> _Texte cité_
────────

En sortant, je dis à Dory qu’il est fou de vouloir traduire ce poème de Mallarmé en hébreu. Il sourit : je ne l’ai pas convaincu.
La suite demain… 

dimanche 28 août 2011

Jeudi 28 août 2008 : le chien qui regardait la télévision en russe


Visite à David, le fils de Peretz, à Or Yehuda (La lumière de Judée) en banlieue de Tel-Aviv. Benny m’a prévenu que le lieu présentait peu d’intérêt : les seules curiosités sont les gargotes irakiennes qui servent de délicieux koubés.
David est né à Moscou en 1938. Il est écrivain de langue russe. Il me reçoit dans une grande maison en pagaille. Au rez-de-chaussée, une gros téléviseur est branché sur une chaîne russe sans personne devant pour la regarder, si ce n’est un boxer qui s’est mis à aboyer à mon arrivée et ne cesse de me faire la fête, heureux de ce peu d’animation qui vient troubler une journée entière devant la télévision. Au premier, l’hôte frappe à une porte, une tête de femme apparaît avec laquelle il échange quelques mots en russe. Nous arrivons sous le toit, dans une grande pièce, le bureau de l’écrivain, ou plutôt un sanctuaire dédié à ses propres œuvres et à son père. Il dit au chien, en russe, de se calmer. Partout, des bustes, des portraits, des reproductions présentant le visage de Peretz. Il faut dire qu’il remporte la palme du plus bel écrivain yiddish, et pourrait concourir pour celle du plus bel homme. Je reconnais l’un des bustes, un moulage en plâtre : il a été effectué par la demi-sœur de David, que Peretz a eue d’une première femme en Ukraine en 1930. Olga habite Kiev. Elle était venue à la Bibliothèque Medem il y a une quinzaine d’années et nous avait offert un autre exemplaire de ce buste.
Avant de me proposer de m’asseoir sur un fauteuil face à lui, il le dégage d’un pantalon froissé et d’un sous-vêtement déjà porté. Sur la table s’amoncèlent des livres et des papiers.

────────

> _Consignes_
1: Répondez brièvement à ces questions sur le récit de la visite chez David :
(a) Selon Benny, quelles sont les seules curiosités d'Or Yehuda ?
(b) En quelle année et dans quelle ville David est-il né ?
(c) Dans quelle ville habite Olga ?
2: Prolongez, s'il vous plaît, le récit de la visite chez David à partir de sa dernière phrase.
Les données proviennent d'une autre source que le récit de la visite chez David.

[Lignes de données]
────────

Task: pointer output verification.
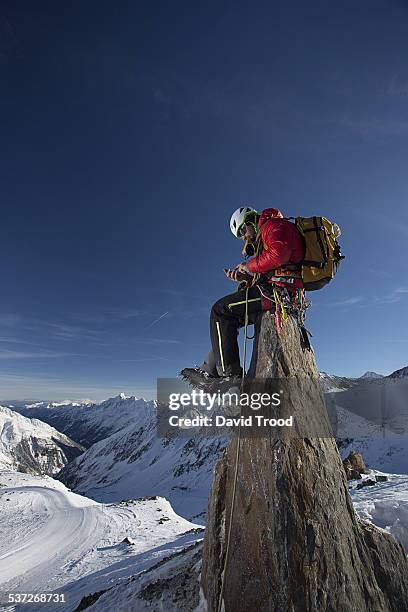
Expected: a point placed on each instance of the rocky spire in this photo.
(296, 542)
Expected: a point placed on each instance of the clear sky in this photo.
(130, 131)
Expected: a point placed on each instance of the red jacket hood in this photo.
(269, 213)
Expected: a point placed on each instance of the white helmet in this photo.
(239, 217)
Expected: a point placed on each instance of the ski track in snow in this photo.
(53, 540)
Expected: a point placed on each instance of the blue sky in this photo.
(130, 133)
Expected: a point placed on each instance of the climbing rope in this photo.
(235, 479)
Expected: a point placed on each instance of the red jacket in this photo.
(282, 244)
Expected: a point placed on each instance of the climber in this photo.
(277, 250)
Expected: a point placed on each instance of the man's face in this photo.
(247, 232)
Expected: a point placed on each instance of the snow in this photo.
(70, 544)
(23, 439)
(385, 504)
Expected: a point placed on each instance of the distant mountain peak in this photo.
(401, 373)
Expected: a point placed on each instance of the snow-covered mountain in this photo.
(29, 445)
(333, 383)
(135, 461)
(401, 373)
(54, 541)
(86, 422)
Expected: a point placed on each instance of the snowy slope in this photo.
(385, 504)
(55, 540)
(371, 375)
(372, 418)
(86, 422)
(32, 446)
(135, 461)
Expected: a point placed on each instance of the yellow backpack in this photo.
(323, 256)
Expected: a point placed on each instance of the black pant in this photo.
(227, 316)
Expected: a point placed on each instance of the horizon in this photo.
(127, 146)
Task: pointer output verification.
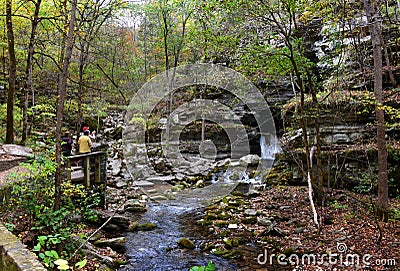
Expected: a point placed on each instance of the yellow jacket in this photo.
(84, 144)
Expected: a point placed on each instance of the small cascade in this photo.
(269, 148)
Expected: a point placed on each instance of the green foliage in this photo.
(210, 267)
(395, 214)
(337, 205)
(33, 190)
(3, 117)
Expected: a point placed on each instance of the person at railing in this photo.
(84, 142)
(84, 145)
(66, 144)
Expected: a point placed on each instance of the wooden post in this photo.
(69, 163)
(86, 171)
(97, 169)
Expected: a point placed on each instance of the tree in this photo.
(91, 17)
(375, 26)
(62, 92)
(29, 69)
(12, 74)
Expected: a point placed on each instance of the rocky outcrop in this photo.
(11, 155)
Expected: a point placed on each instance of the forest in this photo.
(273, 124)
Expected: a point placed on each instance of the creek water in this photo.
(158, 249)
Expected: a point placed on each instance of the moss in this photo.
(186, 243)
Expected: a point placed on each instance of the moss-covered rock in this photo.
(146, 226)
(186, 243)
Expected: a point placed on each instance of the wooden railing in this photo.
(94, 171)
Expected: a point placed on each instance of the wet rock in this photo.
(224, 216)
(158, 198)
(249, 160)
(186, 243)
(121, 184)
(117, 244)
(146, 226)
(233, 226)
(134, 207)
(132, 226)
(250, 212)
(230, 243)
(116, 223)
(249, 220)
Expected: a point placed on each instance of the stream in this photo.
(158, 249)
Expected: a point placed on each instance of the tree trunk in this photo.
(374, 21)
(28, 72)
(12, 75)
(62, 93)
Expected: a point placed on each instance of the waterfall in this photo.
(269, 149)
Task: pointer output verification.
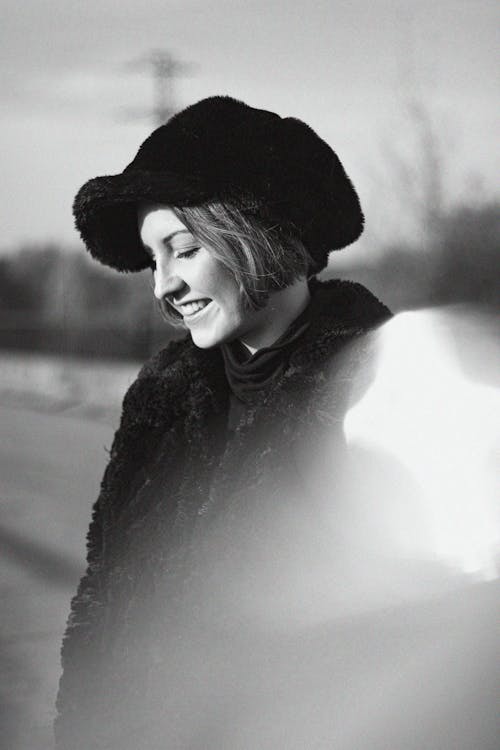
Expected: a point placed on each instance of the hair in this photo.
(261, 258)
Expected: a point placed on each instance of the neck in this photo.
(281, 310)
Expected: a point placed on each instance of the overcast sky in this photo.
(67, 90)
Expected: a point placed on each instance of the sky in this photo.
(73, 89)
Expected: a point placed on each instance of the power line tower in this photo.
(165, 69)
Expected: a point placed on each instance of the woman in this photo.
(212, 507)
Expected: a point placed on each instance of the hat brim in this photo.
(105, 211)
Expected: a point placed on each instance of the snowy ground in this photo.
(432, 666)
(57, 418)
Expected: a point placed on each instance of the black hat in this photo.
(222, 149)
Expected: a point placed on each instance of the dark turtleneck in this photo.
(249, 375)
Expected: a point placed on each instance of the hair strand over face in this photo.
(261, 258)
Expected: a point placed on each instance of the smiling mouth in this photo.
(190, 309)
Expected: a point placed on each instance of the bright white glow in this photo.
(443, 428)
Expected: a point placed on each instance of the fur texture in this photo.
(222, 149)
(173, 482)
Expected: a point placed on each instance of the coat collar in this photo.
(185, 381)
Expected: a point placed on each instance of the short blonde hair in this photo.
(262, 259)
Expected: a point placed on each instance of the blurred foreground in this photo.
(401, 650)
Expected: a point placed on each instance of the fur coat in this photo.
(196, 545)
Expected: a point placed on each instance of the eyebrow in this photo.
(174, 234)
(167, 239)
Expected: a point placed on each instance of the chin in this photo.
(205, 339)
(208, 338)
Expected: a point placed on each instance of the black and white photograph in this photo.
(249, 375)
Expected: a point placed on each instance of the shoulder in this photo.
(171, 382)
(164, 359)
(349, 303)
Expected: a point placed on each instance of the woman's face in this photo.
(194, 282)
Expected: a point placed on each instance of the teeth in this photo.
(191, 307)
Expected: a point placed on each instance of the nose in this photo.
(166, 283)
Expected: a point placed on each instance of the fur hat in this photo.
(222, 149)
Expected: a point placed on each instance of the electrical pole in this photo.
(165, 69)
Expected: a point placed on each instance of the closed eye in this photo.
(188, 253)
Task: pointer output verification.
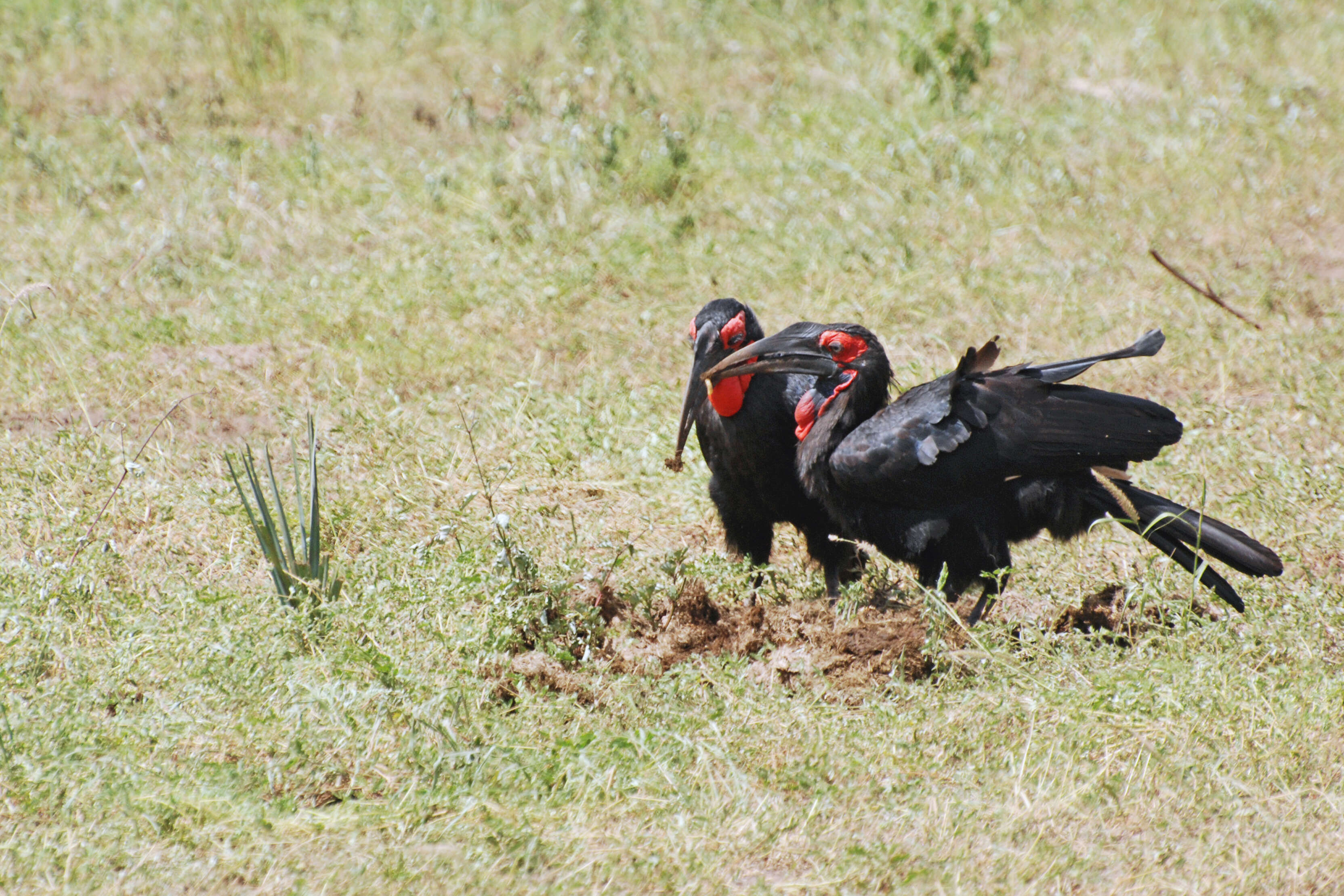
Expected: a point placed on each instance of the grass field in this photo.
(414, 217)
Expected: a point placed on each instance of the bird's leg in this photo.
(994, 588)
(832, 571)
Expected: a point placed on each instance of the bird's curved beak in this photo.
(791, 351)
(695, 391)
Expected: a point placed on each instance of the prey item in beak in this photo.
(791, 351)
(695, 393)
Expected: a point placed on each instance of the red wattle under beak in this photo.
(729, 393)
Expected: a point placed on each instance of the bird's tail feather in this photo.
(1216, 538)
(1180, 534)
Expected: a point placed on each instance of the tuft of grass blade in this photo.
(302, 574)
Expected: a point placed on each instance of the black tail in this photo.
(1179, 533)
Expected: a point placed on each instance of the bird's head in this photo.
(720, 329)
(839, 355)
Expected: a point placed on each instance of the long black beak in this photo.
(791, 351)
(695, 391)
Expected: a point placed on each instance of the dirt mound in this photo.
(804, 644)
(545, 672)
(795, 644)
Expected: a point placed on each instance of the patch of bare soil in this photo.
(186, 422)
(795, 644)
(803, 644)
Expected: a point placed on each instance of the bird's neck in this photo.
(848, 401)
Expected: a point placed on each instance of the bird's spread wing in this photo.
(974, 428)
(924, 424)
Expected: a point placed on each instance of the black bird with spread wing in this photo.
(746, 436)
(956, 469)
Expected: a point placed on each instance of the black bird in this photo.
(958, 468)
(746, 436)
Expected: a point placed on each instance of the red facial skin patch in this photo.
(807, 413)
(728, 394)
(851, 347)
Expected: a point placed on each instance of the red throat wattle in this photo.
(728, 394)
(806, 413)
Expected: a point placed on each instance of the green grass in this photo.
(408, 215)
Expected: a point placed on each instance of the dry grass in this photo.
(392, 213)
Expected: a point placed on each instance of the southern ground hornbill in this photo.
(958, 468)
(746, 437)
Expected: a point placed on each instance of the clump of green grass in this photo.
(302, 574)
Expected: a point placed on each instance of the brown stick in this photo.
(1203, 291)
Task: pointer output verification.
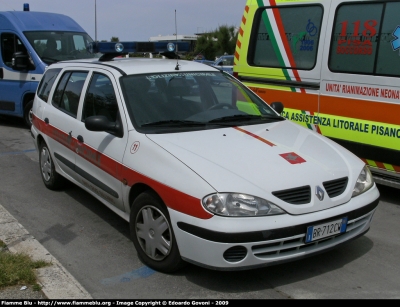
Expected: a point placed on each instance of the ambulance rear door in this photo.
(360, 89)
(282, 59)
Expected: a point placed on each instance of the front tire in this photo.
(152, 234)
(51, 179)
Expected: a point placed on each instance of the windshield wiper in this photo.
(174, 123)
(245, 117)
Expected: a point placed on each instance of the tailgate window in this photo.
(286, 37)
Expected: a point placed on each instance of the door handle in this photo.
(80, 138)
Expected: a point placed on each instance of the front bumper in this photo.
(242, 243)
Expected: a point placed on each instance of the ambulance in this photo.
(335, 65)
(29, 42)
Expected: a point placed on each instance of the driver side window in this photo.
(10, 43)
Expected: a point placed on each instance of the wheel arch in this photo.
(140, 188)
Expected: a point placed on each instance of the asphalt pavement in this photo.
(56, 281)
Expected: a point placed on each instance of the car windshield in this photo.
(59, 46)
(186, 101)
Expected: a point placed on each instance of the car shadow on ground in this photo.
(247, 280)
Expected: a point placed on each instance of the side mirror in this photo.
(101, 123)
(20, 61)
(277, 106)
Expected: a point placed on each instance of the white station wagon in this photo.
(203, 170)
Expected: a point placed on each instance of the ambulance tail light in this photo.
(364, 182)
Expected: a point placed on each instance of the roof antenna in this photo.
(176, 38)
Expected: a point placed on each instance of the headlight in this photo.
(364, 182)
(235, 204)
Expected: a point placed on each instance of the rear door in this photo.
(60, 117)
(360, 93)
(100, 154)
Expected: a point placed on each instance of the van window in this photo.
(46, 83)
(68, 92)
(59, 46)
(366, 39)
(10, 43)
(300, 26)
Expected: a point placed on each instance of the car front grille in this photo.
(295, 245)
(302, 195)
(335, 187)
(296, 196)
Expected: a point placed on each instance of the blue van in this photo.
(29, 42)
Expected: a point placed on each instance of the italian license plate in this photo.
(328, 229)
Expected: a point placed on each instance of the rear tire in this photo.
(152, 234)
(51, 179)
(28, 114)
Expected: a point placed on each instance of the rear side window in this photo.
(100, 99)
(286, 37)
(68, 92)
(47, 83)
(366, 39)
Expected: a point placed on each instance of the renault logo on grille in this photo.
(319, 192)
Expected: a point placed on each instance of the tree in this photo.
(221, 41)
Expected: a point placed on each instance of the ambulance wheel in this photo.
(28, 114)
(152, 234)
(51, 179)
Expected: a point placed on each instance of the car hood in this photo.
(264, 159)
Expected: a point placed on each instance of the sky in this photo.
(138, 20)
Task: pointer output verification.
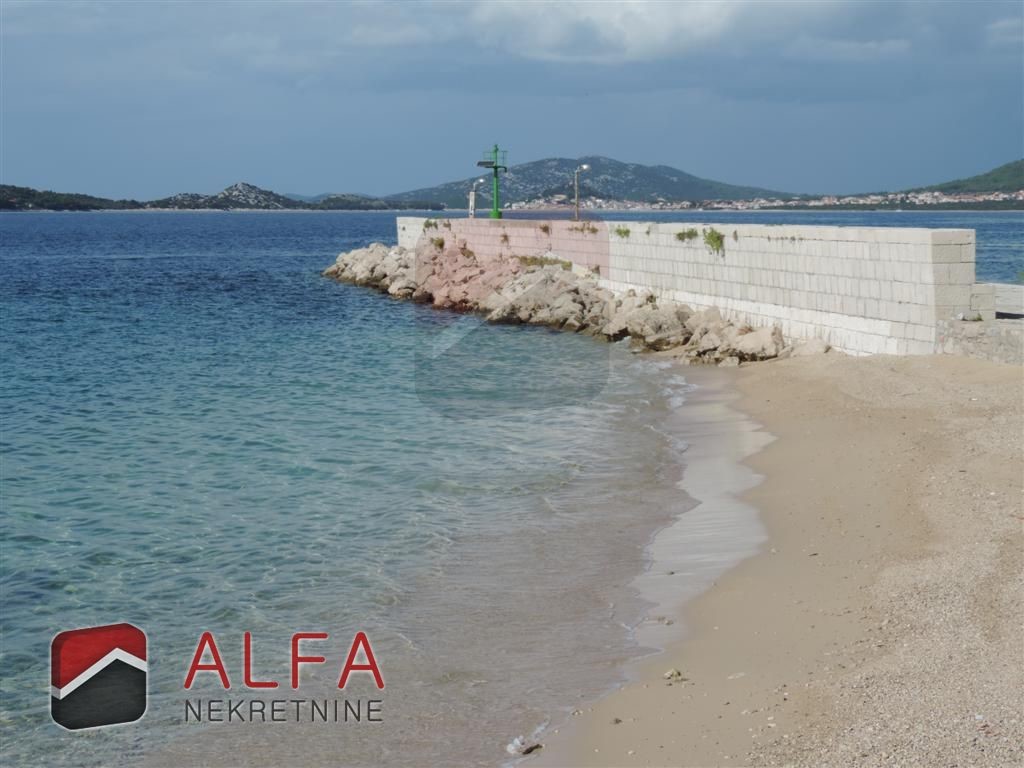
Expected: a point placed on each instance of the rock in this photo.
(451, 275)
(809, 347)
(706, 318)
(760, 344)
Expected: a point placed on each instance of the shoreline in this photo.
(821, 649)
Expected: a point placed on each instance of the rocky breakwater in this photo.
(549, 292)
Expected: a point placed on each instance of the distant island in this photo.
(237, 197)
(545, 184)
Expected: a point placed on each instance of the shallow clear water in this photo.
(201, 432)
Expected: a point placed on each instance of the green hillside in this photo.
(1009, 178)
(607, 178)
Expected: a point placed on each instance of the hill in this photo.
(27, 199)
(237, 197)
(1007, 178)
(607, 178)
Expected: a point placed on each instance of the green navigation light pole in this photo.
(496, 164)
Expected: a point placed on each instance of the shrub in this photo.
(544, 261)
(715, 241)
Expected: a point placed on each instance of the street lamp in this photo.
(576, 181)
(472, 198)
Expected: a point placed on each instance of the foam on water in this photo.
(202, 433)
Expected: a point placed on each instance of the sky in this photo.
(144, 99)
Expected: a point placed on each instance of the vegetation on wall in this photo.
(715, 241)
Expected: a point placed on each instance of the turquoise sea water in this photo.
(199, 432)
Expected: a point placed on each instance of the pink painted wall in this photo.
(581, 243)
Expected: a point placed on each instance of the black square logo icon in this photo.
(98, 676)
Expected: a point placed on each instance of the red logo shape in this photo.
(98, 676)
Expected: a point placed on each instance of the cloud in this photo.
(1007, 32)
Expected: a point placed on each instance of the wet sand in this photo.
(880, 623)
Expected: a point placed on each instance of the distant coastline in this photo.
(544, 185)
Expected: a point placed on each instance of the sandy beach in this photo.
(880, 623)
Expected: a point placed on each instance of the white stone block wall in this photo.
(863, 290)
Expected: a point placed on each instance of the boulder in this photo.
(760, 344)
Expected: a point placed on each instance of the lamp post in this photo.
(472, 198)
(576, 181)
(495, 163)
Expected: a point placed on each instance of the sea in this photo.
(200, 433)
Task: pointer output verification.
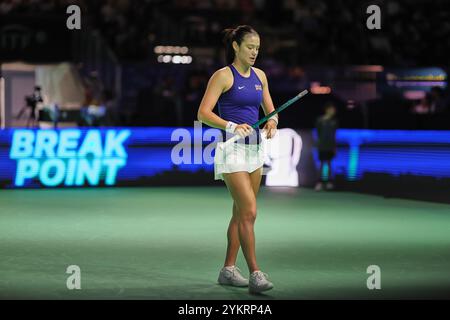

────────

> _Réponses_
1:
(a) Les gargotes irakiennes qui servent de délicieux koubés.
(b) En 1938, à Moscou.
(c) À Kiev.

2:
David n’est pas aussi beau que son père. À soixante-dix ans, le teint rougi par la vodka, le contraste est saisissant avec les images de Peretz quand il avait vingt ans. Peretz a été assassiné le 12 août 1952 sur ordre de Staline, il avait cinquante-sept ans mais on le montre en général avant son installation définitive en Union soviétique, en 1926.
— Que faisait votre grand-père ?
— Melamed, instituteur religieux pour enfants en bas âge.
— Comment s’appelait-il ?
— David ?
— Comment se fait-il que votre frère aîné s’appelait Simon et que c’est vous, le cadet, qui portez le nom du grand-père ?
— Parce que le grand-père n’était pas encore mort quand Simon est né.
J’aurais dû y penser tout seul.
— Combien de frères et sœurs avait votre père ?
— Quatre sœurs et un frère.
— Pourquoi a-t-il quitté la Russie en 1921 ?
— À l’époque, il pensait qu’il n’y avait pas de place pour un écrivain yiddish en Russie. Il a cru qu’à Varsovie, ce serait autre chose. Mais il a vite déchanté. Il est venu en Palestine, en 1923, en même temps que son ami Uri-Tsvi, qui est resté. Ce dernier a changé de langue, il a arrêté d’écrire en yiddish et n’a plus écrit qu’en hébreu.
— Votre père ne pouvait pas écrire en hébreu ?
— Il n’avait qu’un pays : la langue yiddish.
— Pourquoi est-il retourné en Union soviétique en 1926.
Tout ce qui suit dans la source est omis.